-- Given passage follows --

Chocolate doesn't ask silly questions, chocolate understands.
In grammar class the teacher asks her student: When you sing you say 'I sing' what do you say when your brother is singing? I say 'shut up you're a terrible singer'.
My doctor prescribed laughter as the most efficient medicine. Unfortunately the pharmacist said too many people were crying from laughter so it's no longer available.
I'm looking to buy a new boomerang, how can I throw the old one out?
Stupidity is far more fascinating than intelligence, after all intelligence has it's limits.
If you don't like your job, you don't strike! You just go in every day, and do it really half assed. That's the American way. - Homer Simpson
Everyone is entitled to their own opinion. It's just that yours is stupid.
Intelligence is chasing me, but I'm beating it so far.
Every morning I do 10 sit-ups, to hit the snooze button on my alarm clock.
My neighbour asked if he could use my lawnmower and I told him of course he could, so long as he didn't take it out of my garden.

-- Given passage concluded --
-- Supplied entries follows --

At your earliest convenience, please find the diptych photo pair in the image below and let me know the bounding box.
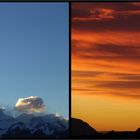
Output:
[0,1,140,139]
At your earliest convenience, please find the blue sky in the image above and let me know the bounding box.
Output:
[0,3,69,116]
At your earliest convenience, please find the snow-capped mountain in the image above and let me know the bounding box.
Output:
[0,111,69,138]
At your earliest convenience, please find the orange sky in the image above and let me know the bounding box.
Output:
[72,2,140,131]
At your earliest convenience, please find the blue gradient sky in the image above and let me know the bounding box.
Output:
[0,3,69,116]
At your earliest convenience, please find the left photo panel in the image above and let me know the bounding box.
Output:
[0,2,69,138]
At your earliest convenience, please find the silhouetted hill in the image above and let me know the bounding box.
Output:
[71,118,96,137]
[71,118,140,139]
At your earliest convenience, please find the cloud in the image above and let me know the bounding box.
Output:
[72,2,140,32]
[15,96,45,113]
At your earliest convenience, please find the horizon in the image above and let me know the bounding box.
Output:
[71,2,140,131]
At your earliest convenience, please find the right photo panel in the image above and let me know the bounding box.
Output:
[71,2,140,139]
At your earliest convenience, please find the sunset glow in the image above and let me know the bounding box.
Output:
[71,2,140,131]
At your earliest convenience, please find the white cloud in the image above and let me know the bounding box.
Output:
[15,96,45,113]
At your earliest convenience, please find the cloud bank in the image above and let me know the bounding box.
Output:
[15,96,45,113]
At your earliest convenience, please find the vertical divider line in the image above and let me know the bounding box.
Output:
[68,1,72,138]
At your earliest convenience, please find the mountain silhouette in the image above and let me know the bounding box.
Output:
[71,118,140,139]
[71,118,97,137]
[0,110,69,138]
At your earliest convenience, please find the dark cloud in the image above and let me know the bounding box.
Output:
[72,2,140,32]
[72,40,140,62]
[72,70,102,77]
[96,81,140,89]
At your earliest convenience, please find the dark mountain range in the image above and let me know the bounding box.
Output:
[71,118,140,139]
[0,111,69,138]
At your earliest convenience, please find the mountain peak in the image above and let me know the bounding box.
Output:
[71,118,96,137]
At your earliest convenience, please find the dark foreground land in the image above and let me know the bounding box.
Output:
[71,118,140,139]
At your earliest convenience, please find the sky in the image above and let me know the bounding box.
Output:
[71,2,140,131]
[0,2,69,117]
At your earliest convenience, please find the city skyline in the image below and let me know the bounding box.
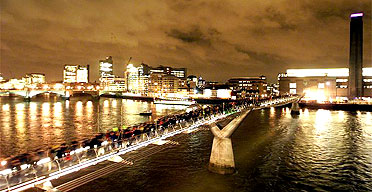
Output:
[1,1,372,82]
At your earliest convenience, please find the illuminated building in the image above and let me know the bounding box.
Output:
[125,63,186,95]
[203,84,232,99]
[63,65,79,83]
[24,73,45,84]
[186,75,198,89]
[76,65,89,83]
[63,65,89,83]
[150,65,187,78]
[228,75,267,98]
[0,78,26,90]
[349,13,363,98]
[99,56,114,82]
[149,72,185,97]
[125,63,150,94]
[278,68,372,100]
[105,77,126,92]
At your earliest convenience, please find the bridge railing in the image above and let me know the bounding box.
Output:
[0,110,241,191]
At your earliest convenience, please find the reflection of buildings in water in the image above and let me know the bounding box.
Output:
[12,103,28,149]
[2,104,9,111]
[16,103,26,136]
[314,109,331,135]
[65,100,70,109]
[75,101,83,116]
[0,104,11,138]
[85,101,93,118]
[41,103,51,127]
[270,107,275,117]
[53,102,63,128]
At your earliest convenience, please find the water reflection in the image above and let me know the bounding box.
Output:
[0,97,181,157]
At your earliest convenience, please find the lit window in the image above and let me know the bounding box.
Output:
[336,79,347,82]
[289,83,297,89]
[318,83,324,89]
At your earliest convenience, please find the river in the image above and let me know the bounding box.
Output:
[70,108,372,192]
[0,96,184,157]
[0,98,372,192]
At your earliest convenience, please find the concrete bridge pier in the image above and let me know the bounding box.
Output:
[208,110,251,174]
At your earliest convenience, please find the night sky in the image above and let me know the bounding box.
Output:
[0,0,372,82]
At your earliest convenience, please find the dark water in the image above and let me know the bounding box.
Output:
[75,108,372,192]
[0,97,182,158]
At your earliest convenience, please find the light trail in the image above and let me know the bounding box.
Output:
[0,97,298,192]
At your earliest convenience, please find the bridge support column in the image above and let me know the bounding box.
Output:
[208,110,250,174]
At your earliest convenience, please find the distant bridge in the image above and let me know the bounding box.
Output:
[0,89,101,100]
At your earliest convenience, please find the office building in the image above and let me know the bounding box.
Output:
[228,75,268,98]
[76,65,89,83]
[149,72,185,97]
[24,73,45,85]
[150,65,187,79]
[63,65,89,83]
[99,56,114,82]
[278,68,372,100]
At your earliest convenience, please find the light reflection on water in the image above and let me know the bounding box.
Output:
[0,97,182,157]
[74,108,372,192]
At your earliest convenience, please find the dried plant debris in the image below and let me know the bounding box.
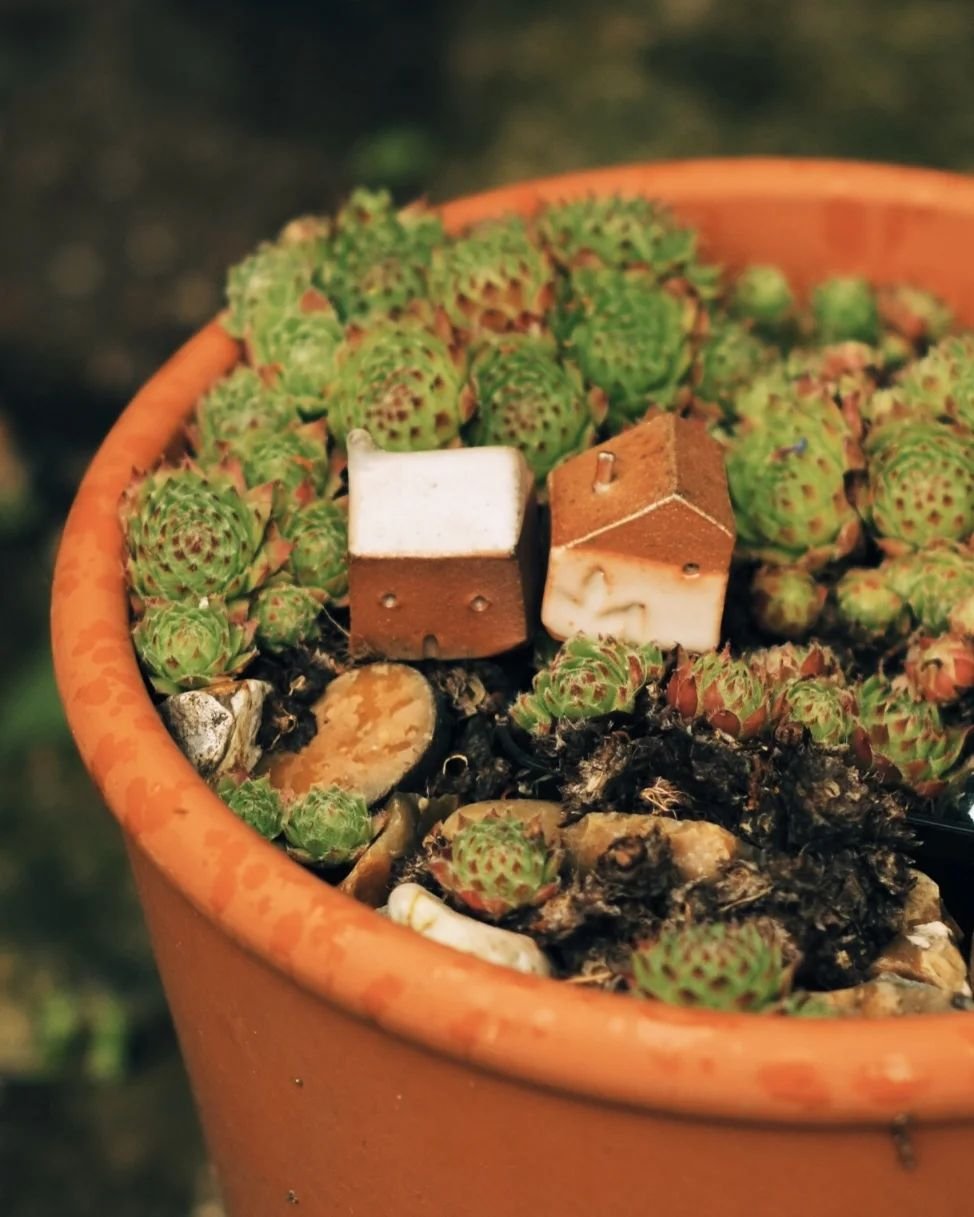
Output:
[119,190,974,1017]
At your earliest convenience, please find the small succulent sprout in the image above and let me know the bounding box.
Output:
[694,319,774,415]
[284,786,373,867]
[252,576,328,655]
[774,677,856,748]
[247,307,342,419]
[119,462,290,601]
[833,567,912,643]
[234,421,329,501]
[223,242,317,338]
[728,265,795,338]
[430,215,554,338]
[510,634,666,735]
[751,566,828,639]
[879,544,974,634]
[906,634,974,705]
[281,499,348,602]
[192,365,297,462]
[632,921,794,1014]
[858,421,974,554]
[429,812,561,919]
[812,275,879,343]
[536,195,696,281]
[565,270,701,430]
[727,381,864,571]
[746,643,841,692]
[877,284,953,347]
[326,319,474,452]
[853,675,967,797]
[131,596,257,694]
[470,335,605,482]
[217,778,285,841]
[666,650,768,740]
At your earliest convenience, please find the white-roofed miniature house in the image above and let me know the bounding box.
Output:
[348,431,538,660]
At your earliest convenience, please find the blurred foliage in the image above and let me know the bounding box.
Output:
[0,0,974,1217]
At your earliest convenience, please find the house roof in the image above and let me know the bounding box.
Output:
[348,432,534,557]
[548,414,734,546]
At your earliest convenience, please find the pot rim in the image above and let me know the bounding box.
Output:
[51,158,974,1126]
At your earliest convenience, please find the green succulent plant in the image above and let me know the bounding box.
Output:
[857,675,967,797]
[565,270,699,430]
[857,421,974,554]
[727,382,863,571]
[470,336,605,482]
[879,544,974,634]
[632,921,791,1014]
[326,321,474,452]
[235,421,329,501]
[194,365,297,462]
[751,566,828,639]
[430,215,554,338]
[119,462,289,600]
[429,812,561,919]
[666,650,768,740]
[284,786,373,867]
[281,499,348,601]
[833,567,912,643]
[510,634,666,735]
[812,275,879,344]
[252,576,328,655]
[217,776,285,841]
[131,596,257,694]
[728,265,795,340]
[774,677,856,748]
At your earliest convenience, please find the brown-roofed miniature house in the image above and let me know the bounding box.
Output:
[542,414,734,651]
[348,431,539,660]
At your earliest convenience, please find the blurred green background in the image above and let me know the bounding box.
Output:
[0,0,974,1217]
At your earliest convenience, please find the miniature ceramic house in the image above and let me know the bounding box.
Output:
[542,414,734,651]
[348,431,537,660]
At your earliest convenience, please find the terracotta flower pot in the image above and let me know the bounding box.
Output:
[54,161,974,1217]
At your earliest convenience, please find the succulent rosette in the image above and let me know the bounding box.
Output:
[510,634,666,735]
[694,319,774,414]
[856,675,967,797]
[234,420,329,500]
[906,634,974,705]
[470,336,605,482]
[536,195,715,293]
[326,320,474,452]
[879,543,974,634]
[131,596,257,694]
[565,270,701,430]
[121,461,290,601]
[811,275,879,344]
[284,786,373,867]
[727,264,795,340]
[429,812,561,919]
[774,677,857,748]
[430,215,554,338]
[281,499,348,602]
[247,308,342,419]
[632,921,793,1014]
[833,567,912,643]
[751,566,828,639]
[727,382,863,571]
[251,574,328,655]
[748,643,841,695]
[217,778,285,841]
[192,366,297,462]
[666,650,768,740]
[858,421,974,554]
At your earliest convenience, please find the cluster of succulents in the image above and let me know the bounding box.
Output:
[121,190,974,1014]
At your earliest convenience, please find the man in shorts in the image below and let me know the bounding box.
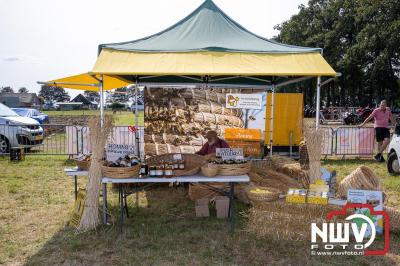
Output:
[360,100,392,162]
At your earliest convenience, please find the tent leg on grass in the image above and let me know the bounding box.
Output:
[315,76,321,128]
[269,84,275,156]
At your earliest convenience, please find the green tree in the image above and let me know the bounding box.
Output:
[83,91,100,102]
[18,87,28,93]
[275,0,400,108]
[0,86,14,93]
[39,85,71,102]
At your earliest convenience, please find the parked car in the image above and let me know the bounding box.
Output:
[11,108,49,125]
[387,124,400,174]
[0,103,44,153]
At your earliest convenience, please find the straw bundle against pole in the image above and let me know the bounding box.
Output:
[304,127,323,183]
[78,116,114,232]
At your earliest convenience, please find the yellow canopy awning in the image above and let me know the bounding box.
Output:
[92,49,336,76]
[45,73,132,91]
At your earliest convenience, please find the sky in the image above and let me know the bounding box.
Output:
[0,0,308,96]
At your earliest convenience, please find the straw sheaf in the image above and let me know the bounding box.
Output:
[304,127,323,183]
[77,116,114,232]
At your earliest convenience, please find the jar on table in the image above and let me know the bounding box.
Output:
[156,165,164,177]
[149,165,157,177]
[140,163,149,177]
[172,160,179,170]
[179,160,185,170]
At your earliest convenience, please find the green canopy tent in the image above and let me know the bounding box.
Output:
[40,0,336,155]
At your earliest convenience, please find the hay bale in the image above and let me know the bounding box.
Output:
[249,168,302,193]
[337,165,382,198]
[271,155,310,188]
[245,201,340,241]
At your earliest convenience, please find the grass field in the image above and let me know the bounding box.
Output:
[0,156,400,265]
[44,110,144,125]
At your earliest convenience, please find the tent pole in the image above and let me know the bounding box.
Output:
[135,80,144,160]
[269,84,275,156]
[100,75,104,127]
[315,76,321,129]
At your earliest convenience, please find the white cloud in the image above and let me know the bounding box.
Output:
[0,0,308,95]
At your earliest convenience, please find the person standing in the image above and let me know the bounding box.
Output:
[360,100,392,162]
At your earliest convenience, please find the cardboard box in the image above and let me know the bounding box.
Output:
[215,196,229,218]
[307,191,328,205]
[286,188,308,203]
[195,199,210,217]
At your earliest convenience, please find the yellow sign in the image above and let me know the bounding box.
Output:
[70,188,86,228]
[265,93,304,146]
[227,140,261,157]
[224,128,261,141]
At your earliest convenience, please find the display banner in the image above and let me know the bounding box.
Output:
[106,143,136,162]
[215,148,243,160]
[226,93,262,110]
[66,126,144,154]
[225,128,261,141]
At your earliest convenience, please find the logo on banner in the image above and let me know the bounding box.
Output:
[215,148,243,160]
[311,203,390,256]
[226,93,262,110]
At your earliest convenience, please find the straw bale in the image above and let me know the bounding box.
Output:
[270,155,310,188]
[77,116,114,232]
[245,201,340,241]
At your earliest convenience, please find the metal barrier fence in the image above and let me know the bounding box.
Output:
[321,127,375,156]
[0,124,144,155]
[0,124,382,156]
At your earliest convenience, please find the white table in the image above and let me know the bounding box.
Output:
[64,167,89,199]
[102,175,250,232]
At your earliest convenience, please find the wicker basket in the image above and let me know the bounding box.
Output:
[74,159,90,170]
[246,186,281,201]
[101,164,140,178]
[201,164,219,177]
[218,161,251,176]
[146,153,205,176]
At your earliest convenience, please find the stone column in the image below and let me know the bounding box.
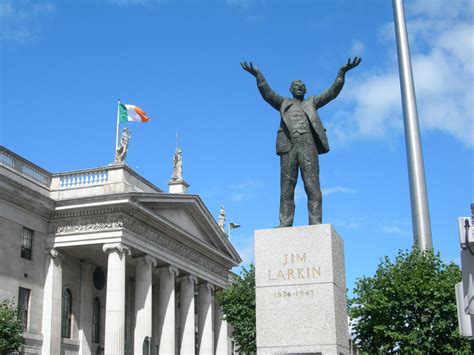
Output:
[214,304,230,355]
[102,243,130,355]
[158,266,178,355]
[42,249,63,355]
[133,255,156,355]
[198,282,214,355]
[179,275,197,354]
[79,261,94,355]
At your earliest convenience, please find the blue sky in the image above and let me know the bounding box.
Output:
[0,0,474,289]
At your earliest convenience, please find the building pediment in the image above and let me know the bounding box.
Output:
[136,194,241,263]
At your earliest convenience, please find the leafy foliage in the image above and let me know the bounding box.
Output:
[0,300,25,354]
[349,249,469,354]
[216,265,257,354]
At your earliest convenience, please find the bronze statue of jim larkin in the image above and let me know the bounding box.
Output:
[240,57,361,227]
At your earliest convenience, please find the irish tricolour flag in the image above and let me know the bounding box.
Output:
[119,104,150,123]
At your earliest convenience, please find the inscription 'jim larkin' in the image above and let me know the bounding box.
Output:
[268,253,321,281]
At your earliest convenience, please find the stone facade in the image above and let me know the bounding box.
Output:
[0,147,241,355]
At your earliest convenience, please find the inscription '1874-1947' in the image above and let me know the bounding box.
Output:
[268,253,321,281]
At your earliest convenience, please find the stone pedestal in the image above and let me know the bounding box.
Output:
[255,224,349,354]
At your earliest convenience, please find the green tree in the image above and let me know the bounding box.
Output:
[216,265,257,354]
[349,249,469,354]
[0,300,25,354]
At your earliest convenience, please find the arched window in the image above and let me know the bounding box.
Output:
[61,288,72,338]
[92,297,100,343]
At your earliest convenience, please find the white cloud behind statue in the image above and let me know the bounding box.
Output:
[330,1,474,147]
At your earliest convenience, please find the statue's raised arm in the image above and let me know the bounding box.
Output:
[313,57,362,109]
[240,62,284,111]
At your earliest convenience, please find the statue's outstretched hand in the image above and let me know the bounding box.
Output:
[240,62,259,76]
[341,57,362,73]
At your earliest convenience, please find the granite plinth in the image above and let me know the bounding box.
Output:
[255,224,349,355]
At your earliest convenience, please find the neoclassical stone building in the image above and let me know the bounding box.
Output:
[0,147,241,355]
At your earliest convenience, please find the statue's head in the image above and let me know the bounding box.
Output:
[290,80,306,99]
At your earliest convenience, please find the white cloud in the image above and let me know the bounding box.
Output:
[349,39,365,57]
[103,0,168,7]
[321,186,356,196]
[0,0,56,43]
[228,179,260,202]
[328,0,474,147]
[332,217,366,229]
[231,234,255,267]
[379,224,410,236]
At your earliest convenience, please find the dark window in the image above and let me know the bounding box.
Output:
[61,288,72,338]
[93,267,105,290]
[18,287,31,330]
[92,297,100,343]
[21,227,33,260]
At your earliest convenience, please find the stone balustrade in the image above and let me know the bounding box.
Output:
[55,168,109,190]
[0,147,51,187]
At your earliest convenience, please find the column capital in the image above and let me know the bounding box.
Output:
[135,255,158,267]
[178,275,197,285]
[158,265,179,277]
[44,248,64,262]
[102,242,131,255]
[80,260,95,270]
[198,282,215,292]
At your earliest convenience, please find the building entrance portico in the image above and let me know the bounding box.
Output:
[0,146,241,355]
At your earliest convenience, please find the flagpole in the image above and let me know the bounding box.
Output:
[114,99,120,153]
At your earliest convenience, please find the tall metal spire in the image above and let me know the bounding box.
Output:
[393,0,433,250]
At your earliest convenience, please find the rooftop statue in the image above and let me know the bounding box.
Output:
[114,128,132,164]
[171,147,183,181]
[217,206,225,232]
[240,57,361,227]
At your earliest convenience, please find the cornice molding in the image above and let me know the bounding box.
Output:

-- Supplied entries concluded --

_Your task_
Continue the list of one-liner jokes, starting after the one about the neighbor and the lawnmower. The entries have no role in this exercise.

_Output of the exercise_
I never apologize. I’m sorry, but that’s just the way I am..
Did a cartwheel the other day, thinking it was like riding a bike. It's not.
Not all chemicals are bad. Without chemicals such as hydrogen and oxygen for example, there would be no way to make water, a vital ingredient in beer.
Stop saying "B4" instead of "Before," you're ruining my Bingo game.
Two silk worms had a race. They ended up in a tie.
You know the potholes on a road are bad when they assign lifeguards to them, in case anybody falls inside.
It takes only one drink to get me drunk. The trouble is, I can't remember if it's the thirteenth or the fourteenth.
I'm not afraid of flying, I'm afraid of not flying.